### Extract:
————
What is osteoporosis?
Osteoporosis is a disease or condition involving a decrease in bone tissue mass, meaning that the bone becomes progressively more fragile (more brittle or porous). There are no symptoms in the early stages of osteoporosis so people cannot tell that they are beginning to develop what is commonly known as ‘bone loss’ unless they undergo specific tests.
The condition develops painlessly. For the first 35 or so years of our lives, our bodies regularly build bone mass (break down old bone and make more new bone), but the process slows down with age and eventually, our bodies lose more bone than they make.
Osteoporosis is a serious condition because it increases the risk of osteoporotic fractures. People with osteoporosis can break a bone doing simple every day things that would not normally result in fractures. Very often, it’s only after they suffer fractures (typically in the hip or thigh bone, wrist or forearm or the vertebral column, the spine) that patients discover they have osteoporosis.
————
Photo-based referring expression data:
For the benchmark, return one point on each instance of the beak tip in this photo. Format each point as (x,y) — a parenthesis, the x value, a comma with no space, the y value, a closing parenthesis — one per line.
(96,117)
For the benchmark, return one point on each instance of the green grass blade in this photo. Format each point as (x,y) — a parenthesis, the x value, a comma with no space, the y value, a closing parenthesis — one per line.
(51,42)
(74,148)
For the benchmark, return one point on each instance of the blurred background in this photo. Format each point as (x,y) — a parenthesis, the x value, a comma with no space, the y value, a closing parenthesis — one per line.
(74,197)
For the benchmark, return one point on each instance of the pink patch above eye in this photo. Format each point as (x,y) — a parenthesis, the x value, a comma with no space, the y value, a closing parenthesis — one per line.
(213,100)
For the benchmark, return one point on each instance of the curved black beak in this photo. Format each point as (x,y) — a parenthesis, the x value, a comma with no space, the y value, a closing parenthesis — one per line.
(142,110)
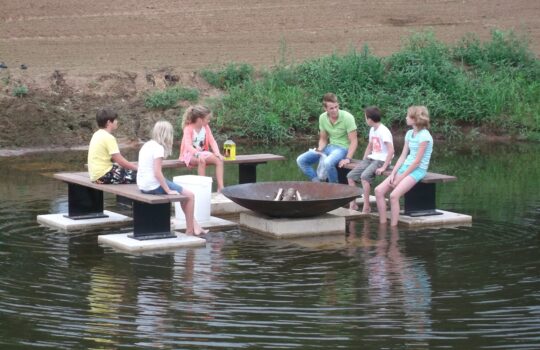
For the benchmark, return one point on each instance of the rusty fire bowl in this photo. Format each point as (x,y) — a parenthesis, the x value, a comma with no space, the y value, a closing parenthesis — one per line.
(317,197)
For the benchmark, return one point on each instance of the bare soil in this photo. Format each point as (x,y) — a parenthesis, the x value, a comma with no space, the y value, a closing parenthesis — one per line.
(81,55)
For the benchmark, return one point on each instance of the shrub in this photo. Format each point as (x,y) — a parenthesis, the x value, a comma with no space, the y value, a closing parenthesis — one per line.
(168,98)
(233,75)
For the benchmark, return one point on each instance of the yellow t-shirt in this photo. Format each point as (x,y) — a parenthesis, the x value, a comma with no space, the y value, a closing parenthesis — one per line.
(102,146)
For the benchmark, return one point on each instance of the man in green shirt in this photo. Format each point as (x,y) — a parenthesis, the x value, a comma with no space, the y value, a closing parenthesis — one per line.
(337,141)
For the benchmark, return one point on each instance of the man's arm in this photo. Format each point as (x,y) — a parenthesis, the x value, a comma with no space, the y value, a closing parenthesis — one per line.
(323,141)
(353,143)
(123,162)
(368,150)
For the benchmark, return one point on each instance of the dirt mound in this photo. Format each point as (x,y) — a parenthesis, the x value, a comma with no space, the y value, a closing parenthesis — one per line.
(80,55)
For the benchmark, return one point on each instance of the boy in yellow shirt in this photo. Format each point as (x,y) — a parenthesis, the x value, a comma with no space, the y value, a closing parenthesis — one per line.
(103,151)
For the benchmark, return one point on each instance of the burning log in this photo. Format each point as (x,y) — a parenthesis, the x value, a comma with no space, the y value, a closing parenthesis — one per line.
(289,195)
(278,196)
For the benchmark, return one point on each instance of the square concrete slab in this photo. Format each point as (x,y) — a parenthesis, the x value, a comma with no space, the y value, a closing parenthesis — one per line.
(213,224)
(59,221)
(348,213)
(293,227)
(447,218)
(122,242)
(221,205)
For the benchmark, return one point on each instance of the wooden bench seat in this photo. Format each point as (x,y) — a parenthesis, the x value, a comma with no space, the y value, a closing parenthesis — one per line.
(419,200)
(151,213)
(247,165)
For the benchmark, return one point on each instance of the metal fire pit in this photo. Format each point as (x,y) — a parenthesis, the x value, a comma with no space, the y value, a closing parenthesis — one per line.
(317,197)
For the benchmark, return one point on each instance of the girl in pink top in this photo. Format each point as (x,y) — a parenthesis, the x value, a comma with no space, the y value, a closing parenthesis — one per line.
(198,146)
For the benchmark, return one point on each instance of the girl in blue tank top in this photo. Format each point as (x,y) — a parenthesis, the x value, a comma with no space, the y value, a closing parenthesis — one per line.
(411,166)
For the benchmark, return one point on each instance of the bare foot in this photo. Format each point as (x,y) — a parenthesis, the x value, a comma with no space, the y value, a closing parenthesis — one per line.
(200,231)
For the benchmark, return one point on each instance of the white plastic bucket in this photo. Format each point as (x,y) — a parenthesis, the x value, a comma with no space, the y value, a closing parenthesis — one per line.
(201,186)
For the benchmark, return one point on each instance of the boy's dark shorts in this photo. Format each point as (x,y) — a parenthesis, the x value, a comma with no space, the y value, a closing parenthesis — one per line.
(118,175)
(365,170)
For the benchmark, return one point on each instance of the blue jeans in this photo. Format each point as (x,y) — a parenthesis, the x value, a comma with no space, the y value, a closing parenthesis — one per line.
(160,190)
(333,155)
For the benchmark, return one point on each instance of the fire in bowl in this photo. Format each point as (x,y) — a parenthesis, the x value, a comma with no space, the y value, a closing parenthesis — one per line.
(296,198)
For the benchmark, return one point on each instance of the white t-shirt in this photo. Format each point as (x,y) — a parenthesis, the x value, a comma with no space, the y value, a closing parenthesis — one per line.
(146,180)
(378,137)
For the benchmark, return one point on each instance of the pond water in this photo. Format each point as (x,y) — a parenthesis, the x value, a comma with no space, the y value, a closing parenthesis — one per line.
(434,288)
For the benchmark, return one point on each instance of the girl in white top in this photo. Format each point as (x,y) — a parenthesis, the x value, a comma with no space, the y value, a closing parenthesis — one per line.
(150,177)
(411,166)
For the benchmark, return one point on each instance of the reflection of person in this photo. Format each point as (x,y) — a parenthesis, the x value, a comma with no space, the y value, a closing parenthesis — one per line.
(396,280)
(337,140)
(150,177)
(411,166)
(103,151)
(377,156)
(198,146)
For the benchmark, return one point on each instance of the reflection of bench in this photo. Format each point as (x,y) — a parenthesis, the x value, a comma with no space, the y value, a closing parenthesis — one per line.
(420,200)
(247,165)
(151,213)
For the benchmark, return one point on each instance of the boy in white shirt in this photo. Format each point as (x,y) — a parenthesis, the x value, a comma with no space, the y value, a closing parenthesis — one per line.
(377,156)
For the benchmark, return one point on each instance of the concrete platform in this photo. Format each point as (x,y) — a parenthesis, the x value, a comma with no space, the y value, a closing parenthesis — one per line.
(348,213)
(213,224)
(221,205)
(122,242)
(59,221)
(293,227)
(446,219)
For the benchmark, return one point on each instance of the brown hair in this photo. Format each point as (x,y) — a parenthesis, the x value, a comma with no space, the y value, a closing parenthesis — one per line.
(373,113)
(193,113)
(420,114)
(104,115)
(329,97)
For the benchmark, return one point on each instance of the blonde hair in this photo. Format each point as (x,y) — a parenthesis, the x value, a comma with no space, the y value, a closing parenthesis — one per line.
(162,133)
(193,113)
(420,115)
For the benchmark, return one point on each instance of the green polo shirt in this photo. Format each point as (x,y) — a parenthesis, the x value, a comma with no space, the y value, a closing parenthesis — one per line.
(338,133)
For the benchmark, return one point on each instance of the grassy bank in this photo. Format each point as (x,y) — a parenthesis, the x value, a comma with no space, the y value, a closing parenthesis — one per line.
(492,85)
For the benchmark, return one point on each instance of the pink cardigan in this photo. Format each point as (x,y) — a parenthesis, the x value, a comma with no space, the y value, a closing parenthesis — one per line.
(187,151)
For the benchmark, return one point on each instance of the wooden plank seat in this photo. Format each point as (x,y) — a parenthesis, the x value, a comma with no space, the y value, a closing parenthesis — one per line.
(151,213)
(421,199)
(247,165)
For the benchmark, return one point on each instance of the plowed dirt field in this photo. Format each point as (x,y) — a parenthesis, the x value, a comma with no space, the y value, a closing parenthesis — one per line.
(99,36)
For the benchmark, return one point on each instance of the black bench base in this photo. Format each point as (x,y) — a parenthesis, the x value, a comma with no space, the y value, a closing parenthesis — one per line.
(87,216)
(162,235)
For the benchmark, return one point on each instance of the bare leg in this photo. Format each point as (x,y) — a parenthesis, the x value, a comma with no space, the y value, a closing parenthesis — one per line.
(219,170)
(367,188)
(380,191)
(201,168)
(403,187)
(188,207)
(352,205)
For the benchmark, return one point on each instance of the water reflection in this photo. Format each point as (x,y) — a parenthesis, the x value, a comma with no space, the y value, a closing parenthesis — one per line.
(460,287)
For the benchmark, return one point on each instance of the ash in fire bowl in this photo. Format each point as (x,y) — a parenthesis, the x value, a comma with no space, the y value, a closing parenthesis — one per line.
(291,199)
————
### Work instructions:
Render this sentence from the osteoporosis passage in Spanish: "Osteoporosis is a serious condition because it increases the risk of osteoporotic fractures."

### The answer:
La osteoporosis es una afección grave porque aumenta el riesgo de fracturas osteoporóticas.